What needs to be done
Please filter the entries and return only the lines that include "plant".
═════ Provided records
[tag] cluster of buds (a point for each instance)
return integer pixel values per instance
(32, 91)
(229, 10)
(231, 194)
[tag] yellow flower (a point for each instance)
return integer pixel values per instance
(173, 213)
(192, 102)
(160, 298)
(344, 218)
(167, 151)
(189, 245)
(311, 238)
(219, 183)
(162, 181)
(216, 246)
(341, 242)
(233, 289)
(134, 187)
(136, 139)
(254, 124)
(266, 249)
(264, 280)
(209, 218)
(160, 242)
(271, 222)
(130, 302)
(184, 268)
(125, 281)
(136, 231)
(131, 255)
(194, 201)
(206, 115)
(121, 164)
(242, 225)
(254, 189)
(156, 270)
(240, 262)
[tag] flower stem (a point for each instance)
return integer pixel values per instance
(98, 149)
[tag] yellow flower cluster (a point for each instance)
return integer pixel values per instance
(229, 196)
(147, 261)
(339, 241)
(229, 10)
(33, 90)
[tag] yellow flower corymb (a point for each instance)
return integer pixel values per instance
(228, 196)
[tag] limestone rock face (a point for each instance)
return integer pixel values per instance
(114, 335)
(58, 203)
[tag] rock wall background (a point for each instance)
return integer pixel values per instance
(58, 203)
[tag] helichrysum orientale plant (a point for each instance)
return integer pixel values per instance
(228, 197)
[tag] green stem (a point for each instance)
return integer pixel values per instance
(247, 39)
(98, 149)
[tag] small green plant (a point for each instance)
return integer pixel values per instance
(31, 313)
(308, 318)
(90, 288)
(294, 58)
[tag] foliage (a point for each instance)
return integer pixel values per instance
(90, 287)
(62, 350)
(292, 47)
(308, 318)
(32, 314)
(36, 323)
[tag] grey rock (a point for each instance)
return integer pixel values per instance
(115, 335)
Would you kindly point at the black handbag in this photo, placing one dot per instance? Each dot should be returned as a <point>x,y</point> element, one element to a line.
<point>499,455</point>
══════════
═════ Provided records
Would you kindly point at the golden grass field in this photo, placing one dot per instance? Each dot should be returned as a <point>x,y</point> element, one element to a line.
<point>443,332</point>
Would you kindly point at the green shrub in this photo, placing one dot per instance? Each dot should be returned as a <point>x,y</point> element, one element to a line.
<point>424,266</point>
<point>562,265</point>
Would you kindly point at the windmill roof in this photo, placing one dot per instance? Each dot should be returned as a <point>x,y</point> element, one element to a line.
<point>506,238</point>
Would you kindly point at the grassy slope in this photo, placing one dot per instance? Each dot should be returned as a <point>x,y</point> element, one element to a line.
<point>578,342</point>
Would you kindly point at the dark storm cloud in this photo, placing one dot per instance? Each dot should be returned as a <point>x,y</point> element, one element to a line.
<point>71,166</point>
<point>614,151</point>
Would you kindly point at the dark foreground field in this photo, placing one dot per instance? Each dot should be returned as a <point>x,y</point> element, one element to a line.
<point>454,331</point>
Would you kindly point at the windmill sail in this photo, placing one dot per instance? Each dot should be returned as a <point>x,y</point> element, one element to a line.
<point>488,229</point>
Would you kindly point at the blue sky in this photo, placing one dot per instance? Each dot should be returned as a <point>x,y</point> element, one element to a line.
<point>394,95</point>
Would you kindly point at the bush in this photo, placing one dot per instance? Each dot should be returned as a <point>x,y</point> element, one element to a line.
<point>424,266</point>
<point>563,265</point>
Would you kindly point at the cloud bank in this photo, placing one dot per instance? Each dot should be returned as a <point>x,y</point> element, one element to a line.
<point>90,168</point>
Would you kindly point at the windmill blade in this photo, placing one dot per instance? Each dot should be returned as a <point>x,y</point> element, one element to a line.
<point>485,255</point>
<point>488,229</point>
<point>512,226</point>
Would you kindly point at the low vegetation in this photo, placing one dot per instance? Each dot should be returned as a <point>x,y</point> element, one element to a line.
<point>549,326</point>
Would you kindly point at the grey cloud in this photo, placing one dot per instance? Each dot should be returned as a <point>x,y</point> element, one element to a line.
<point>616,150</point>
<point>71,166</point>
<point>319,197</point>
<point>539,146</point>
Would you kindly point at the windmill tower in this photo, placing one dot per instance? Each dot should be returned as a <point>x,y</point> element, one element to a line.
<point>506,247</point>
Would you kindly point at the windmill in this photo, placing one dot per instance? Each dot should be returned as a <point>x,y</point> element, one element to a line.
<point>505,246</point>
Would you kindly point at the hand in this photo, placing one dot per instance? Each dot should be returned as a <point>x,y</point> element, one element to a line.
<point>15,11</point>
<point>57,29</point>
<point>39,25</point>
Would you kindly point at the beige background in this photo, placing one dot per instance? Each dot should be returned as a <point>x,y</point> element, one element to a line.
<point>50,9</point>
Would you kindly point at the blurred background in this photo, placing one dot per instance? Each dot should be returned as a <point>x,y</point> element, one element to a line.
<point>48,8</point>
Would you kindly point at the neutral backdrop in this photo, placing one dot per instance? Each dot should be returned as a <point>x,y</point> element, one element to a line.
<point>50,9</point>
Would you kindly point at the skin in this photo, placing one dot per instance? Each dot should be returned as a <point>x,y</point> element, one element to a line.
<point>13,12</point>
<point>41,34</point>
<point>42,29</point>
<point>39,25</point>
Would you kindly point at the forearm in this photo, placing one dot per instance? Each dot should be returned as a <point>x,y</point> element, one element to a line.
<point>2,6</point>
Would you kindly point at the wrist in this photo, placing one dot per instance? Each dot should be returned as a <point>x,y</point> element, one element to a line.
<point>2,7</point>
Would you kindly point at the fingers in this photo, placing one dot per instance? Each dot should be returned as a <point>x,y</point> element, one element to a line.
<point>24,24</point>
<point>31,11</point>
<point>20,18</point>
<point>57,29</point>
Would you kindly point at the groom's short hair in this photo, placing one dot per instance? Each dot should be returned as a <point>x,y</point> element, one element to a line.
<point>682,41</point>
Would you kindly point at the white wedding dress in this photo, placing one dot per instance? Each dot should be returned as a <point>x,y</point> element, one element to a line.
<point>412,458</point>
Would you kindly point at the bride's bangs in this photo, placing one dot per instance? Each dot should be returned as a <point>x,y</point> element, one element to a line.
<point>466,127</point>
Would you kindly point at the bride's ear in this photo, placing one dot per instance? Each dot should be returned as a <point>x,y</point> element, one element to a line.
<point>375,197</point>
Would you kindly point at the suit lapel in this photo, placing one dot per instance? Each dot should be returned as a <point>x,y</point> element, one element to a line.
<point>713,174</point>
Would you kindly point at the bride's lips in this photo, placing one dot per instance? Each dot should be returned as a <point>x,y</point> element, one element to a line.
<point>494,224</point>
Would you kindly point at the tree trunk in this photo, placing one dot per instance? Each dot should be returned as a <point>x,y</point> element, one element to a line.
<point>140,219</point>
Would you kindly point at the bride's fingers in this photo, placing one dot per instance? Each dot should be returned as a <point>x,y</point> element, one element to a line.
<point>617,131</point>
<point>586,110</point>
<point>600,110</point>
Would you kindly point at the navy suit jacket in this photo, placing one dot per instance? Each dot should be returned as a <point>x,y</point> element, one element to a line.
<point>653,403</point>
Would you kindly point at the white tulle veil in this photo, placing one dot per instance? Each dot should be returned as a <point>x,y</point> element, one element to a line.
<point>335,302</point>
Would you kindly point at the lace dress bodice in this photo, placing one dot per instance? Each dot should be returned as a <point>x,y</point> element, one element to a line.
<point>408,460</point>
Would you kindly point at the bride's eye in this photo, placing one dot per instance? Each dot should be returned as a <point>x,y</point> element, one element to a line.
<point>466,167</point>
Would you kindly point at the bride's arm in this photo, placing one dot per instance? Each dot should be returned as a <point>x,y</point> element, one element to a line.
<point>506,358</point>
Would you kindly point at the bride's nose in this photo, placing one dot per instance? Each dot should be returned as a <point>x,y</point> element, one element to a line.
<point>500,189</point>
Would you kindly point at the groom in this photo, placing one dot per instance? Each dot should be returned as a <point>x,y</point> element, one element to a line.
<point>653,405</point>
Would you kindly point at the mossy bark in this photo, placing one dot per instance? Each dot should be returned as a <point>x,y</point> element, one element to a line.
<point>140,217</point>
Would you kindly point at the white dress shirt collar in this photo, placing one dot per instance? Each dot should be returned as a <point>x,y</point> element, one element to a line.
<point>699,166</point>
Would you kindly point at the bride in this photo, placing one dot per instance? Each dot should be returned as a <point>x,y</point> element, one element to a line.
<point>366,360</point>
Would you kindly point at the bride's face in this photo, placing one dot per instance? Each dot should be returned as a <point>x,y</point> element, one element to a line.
══════════
Task solution
[tag] helichrysum orientale plant (a point for each instance)
[tag] small green plant (a point for each instance)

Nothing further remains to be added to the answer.